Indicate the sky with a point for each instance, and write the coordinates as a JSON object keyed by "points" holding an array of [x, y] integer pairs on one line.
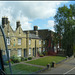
{"points": [[31, 13]]}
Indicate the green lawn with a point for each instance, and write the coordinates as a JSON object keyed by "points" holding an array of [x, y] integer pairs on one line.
{"points": [[22, 69], [45, 60]]}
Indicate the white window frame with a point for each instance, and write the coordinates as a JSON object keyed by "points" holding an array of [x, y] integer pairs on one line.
{"points": [[19, 41], [29, 41], [19, 52], [29, 51], [43, 49], [40, 50], [44, 42], [39, 42], [8, 41]]}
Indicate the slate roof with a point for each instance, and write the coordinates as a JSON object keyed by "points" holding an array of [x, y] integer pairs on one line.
{"points": [[42, 34]]}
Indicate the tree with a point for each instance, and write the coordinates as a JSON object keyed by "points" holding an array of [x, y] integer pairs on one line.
{"points": [[64, 26]]}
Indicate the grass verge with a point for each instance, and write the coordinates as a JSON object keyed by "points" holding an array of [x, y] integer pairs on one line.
{"points": [[22, 69], [45, 60]]}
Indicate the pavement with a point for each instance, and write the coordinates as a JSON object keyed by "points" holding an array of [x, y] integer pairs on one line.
{"points": [[67, 67]]}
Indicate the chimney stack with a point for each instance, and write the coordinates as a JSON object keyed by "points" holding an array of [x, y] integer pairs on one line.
{"points": [[4, 21], [18, 24], [36, 30]]}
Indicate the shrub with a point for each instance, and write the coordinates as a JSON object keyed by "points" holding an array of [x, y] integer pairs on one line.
{"points": [[25, 59], [29, 58], [5, 62], [41, 55], [15, 59], [22, 58]]}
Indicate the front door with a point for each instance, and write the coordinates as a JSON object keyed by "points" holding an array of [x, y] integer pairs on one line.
{"points": [[24, 52]]}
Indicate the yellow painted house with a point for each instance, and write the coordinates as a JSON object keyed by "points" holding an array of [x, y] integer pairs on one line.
{"points": [[20, 43]]}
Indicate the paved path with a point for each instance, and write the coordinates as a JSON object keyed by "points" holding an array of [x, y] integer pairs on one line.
{"points": [[68, 67]]}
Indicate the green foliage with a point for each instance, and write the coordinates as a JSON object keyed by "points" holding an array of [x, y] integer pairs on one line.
{"points": [[15, 59], [23, 59], [29, 58], [5, 62], [64, 26], [45, 60], [41, 55]]}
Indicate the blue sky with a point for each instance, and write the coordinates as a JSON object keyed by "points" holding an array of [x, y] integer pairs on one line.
{"points": [[31, 13]]}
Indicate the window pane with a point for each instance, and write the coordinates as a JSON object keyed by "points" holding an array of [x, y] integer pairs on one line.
{"points": [[29, 42], [19, 52], [19, 41], [29, 51], [40, 50], [8, 41]]}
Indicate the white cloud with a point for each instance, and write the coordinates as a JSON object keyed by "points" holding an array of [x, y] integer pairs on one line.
{"points": [[51, 25]]}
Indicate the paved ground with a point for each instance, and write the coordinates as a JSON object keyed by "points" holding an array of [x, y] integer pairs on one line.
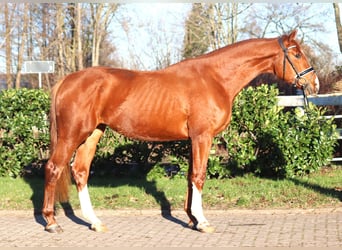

◆ ◆ ◆ ◆ ◆

(GIVEN REQUEST) Please return every line of the records that contains the string "green", treating case as significant.

(ANSWER IN FULL)
Indicate the green lawn with a point for each instance, and write the coordinates as a JSON object keyed by "points" holding an array of [x, y] integer pairs on one line.
Indicate the green foliage with a point for each instance, and write the coordinates as a JSON object keyed by "points" holding an array of [x, y] integer pairs on one line.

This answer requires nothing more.